» **Exercise prompt**:
Return every line in the records below that contains the word "missile".

Region annotation entries:
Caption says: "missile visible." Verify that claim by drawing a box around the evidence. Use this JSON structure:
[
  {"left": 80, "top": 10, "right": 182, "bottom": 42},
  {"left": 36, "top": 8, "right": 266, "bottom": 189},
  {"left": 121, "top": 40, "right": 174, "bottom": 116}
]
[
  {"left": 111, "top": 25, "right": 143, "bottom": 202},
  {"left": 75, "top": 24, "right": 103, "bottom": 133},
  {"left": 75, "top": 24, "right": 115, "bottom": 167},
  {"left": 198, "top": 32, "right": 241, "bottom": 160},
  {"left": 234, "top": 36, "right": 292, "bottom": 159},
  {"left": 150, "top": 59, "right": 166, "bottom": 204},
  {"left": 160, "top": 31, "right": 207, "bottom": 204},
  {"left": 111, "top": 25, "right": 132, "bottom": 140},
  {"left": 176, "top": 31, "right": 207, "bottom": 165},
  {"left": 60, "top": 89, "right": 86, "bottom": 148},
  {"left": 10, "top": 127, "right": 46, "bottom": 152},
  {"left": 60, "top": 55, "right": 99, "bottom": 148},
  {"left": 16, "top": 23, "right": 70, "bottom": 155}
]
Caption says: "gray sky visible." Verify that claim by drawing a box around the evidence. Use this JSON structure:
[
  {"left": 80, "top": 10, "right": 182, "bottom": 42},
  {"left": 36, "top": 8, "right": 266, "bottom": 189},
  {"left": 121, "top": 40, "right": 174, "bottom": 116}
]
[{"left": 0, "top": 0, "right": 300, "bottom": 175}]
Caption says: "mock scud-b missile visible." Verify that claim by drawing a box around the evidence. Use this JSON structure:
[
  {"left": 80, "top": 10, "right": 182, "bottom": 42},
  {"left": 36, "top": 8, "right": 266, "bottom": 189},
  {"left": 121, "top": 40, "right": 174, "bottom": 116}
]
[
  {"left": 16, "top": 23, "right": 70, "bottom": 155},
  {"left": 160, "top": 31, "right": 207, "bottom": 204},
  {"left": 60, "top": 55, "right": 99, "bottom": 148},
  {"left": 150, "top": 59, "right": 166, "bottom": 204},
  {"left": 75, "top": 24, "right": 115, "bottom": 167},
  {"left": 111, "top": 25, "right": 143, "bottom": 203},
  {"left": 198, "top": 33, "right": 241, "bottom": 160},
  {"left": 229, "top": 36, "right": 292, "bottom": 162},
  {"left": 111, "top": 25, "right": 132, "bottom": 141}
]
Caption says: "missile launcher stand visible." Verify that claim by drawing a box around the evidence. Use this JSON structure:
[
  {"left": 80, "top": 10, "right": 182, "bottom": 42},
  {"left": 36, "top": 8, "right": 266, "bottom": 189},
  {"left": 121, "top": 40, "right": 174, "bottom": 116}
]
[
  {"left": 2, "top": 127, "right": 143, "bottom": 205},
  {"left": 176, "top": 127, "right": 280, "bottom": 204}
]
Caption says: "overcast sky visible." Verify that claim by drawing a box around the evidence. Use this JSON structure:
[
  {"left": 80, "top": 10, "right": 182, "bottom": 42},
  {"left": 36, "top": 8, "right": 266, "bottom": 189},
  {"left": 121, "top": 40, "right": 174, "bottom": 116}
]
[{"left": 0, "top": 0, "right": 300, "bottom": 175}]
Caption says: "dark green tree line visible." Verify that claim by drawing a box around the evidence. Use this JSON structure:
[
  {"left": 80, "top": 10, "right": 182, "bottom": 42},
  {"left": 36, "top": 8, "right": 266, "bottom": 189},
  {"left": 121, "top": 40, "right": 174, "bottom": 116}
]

» **Answer to this exercise**:
Caption says: "missile visible." Verify that claim by drawing a box around the evidence. Use this JSON structure:
Caption says: "mock scud-b missile visible." Verify that claim by drawing a box around the evidence. Use this JSON structure:
Caption says: "missile launcher stand visible." Verify that claim by drawing a box around the evidence. Use this JSON structure:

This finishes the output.